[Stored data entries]
══════════════════════════════
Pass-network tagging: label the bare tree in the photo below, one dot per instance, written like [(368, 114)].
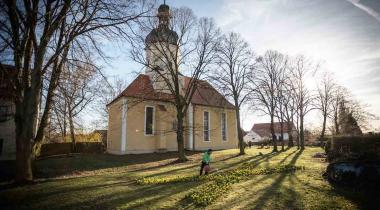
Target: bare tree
[(38, 35), (325, 98), (234, 65), (301, 70), (109, 88), (77, 89), (266, 80), (178, 44), (289, 106)]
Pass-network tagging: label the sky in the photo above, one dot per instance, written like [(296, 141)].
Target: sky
[(344, 35)]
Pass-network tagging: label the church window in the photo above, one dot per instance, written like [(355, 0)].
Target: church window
[(149, 120), (206, 126)]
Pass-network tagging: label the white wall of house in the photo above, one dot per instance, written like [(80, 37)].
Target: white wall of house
[(252, 136), (286, 136)]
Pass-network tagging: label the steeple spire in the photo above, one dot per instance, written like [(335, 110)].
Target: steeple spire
[(163, 15)]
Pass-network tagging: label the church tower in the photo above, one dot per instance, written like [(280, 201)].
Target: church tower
[(161, 49)]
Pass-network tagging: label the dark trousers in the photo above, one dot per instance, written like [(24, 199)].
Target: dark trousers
[(202, 166)]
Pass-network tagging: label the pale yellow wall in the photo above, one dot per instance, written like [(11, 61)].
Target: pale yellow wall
[(114, 127), (8, 134), (164, 137), (216, 141)]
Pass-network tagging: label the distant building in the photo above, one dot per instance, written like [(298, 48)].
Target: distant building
[(7, 112), (142, 119), (261, 132)]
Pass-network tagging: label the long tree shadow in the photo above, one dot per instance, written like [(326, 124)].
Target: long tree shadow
[(261, 201)]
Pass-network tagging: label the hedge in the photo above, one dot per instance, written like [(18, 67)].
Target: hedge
[(65, 148), (366, 147)]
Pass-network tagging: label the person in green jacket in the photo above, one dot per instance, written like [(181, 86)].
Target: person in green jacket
[(205, 161)]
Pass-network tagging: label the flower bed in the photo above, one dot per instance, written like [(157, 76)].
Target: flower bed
[(219, 183)]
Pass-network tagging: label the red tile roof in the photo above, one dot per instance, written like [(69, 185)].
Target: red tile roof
[(205, 94), (263, 129)]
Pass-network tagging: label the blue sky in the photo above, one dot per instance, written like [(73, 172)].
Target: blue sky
[(342, 34)]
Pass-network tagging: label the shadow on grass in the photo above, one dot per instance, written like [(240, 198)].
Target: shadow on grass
[(273, 189)]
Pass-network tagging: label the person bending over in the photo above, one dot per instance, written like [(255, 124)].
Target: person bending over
[(206, 161)]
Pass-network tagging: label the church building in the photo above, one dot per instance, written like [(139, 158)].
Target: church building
══════════════════════════════
> Task description: Repeat every entry exactly, but leave out the pictures.

> Answer box:
Pass-network tagging: label the bare tree in the photo below, one dot per instance, written like [(368, 114)].
Target: bare tree
[(38, 35), (325, 98), (234, 65), (301, 70), (109, 88), (77, 89), (266, 80), (178, 44), (289, 106)]
Pass-network tagging: label the sky in the photo above, one dot per instance, written like [(296, 141)].
Target: sky
[(344, 35)]
Pass-network tagging: label the church window in the photo above, one dot per instance, written like [(355, 0)].
Target: church window
[(149, 120), (206, 126)]
Pass-network tagging: label the white wall of house in the photo above, one dot per instance, written like [(80, 37)].
Target: white wall of house
[(252, 136), (286, 136)]
Pass-network tagging: label the steeple spire in the photo above, one dot per instance, written like [(335, 110)].
Target: steeple spire
[(163, 15)]
Pass-network tagging: label the church tower in the photo above, one dot per instance, written like [(280, 201)].
Target: church tower
[(161, 49)]
Pass-network tagging: label the dark trousers in the photo above, one dot per instance, written like [(24, 199)].
Target: dark trousers
[(202, 166)]
Pass-network tagging: label the pale yellow wall in the photo above, one dot per instance, written like [(11, 61)].
Target: pale yellow wall
[(114, 127), (8, 134), (164, 137), (216, 141)]
Pass-network tagging: label the distant building in the photo above, one dot per instance, written like [(298, 48)].
Target: distant building
[(7, 112), (142, 119), (261, 132)]
Pass-network tagging: label the long tree shadow in the photo above, one dot per instance, written like [(326, 124)].
Target: long tree shadow
[(261, 201)]
Pass-network tagging: label the hedge in the photo above, one dot per instance, written like [(18, 67)].
Target: hedge
[(65, 148), (366, 147)]
Pass-network tagging: label the person in green jacket in the photo above, one dot per instance, written like [(181, 86)].
Target: person in green jacket
[(205, 161)]
Pass-network tagging: label the flower bed in the photo above, one dot per instance, written like [(157, 76)].
Target: flower bed
[(219, 183)]
Pass-network tagging: label the red tile roof in the photo above, one dot per instance, written like [(69, 185)].
Target: red tile roof
[(205, 94), (263, 129)]
Pass-network tagging: label the blue sky in the photo above, one dot per instance, written like [(73, 172)].
Target: blue sky
[(342, 34)]
Pass-network tagging: label the shadow on grass in the photo above, one dot per instance, written like [(240, 198)].
Target: shadow on grass
[(273, 189)]
Pass-network tagging: label the person bending over in the photo above, one dot per instance, written like [(255, 124)].
Target: person bending over
[(206, 161)]
Pass-network tagging: label the church building in the photo above, one dot per instance, written like [(139, 158)].
Target: church building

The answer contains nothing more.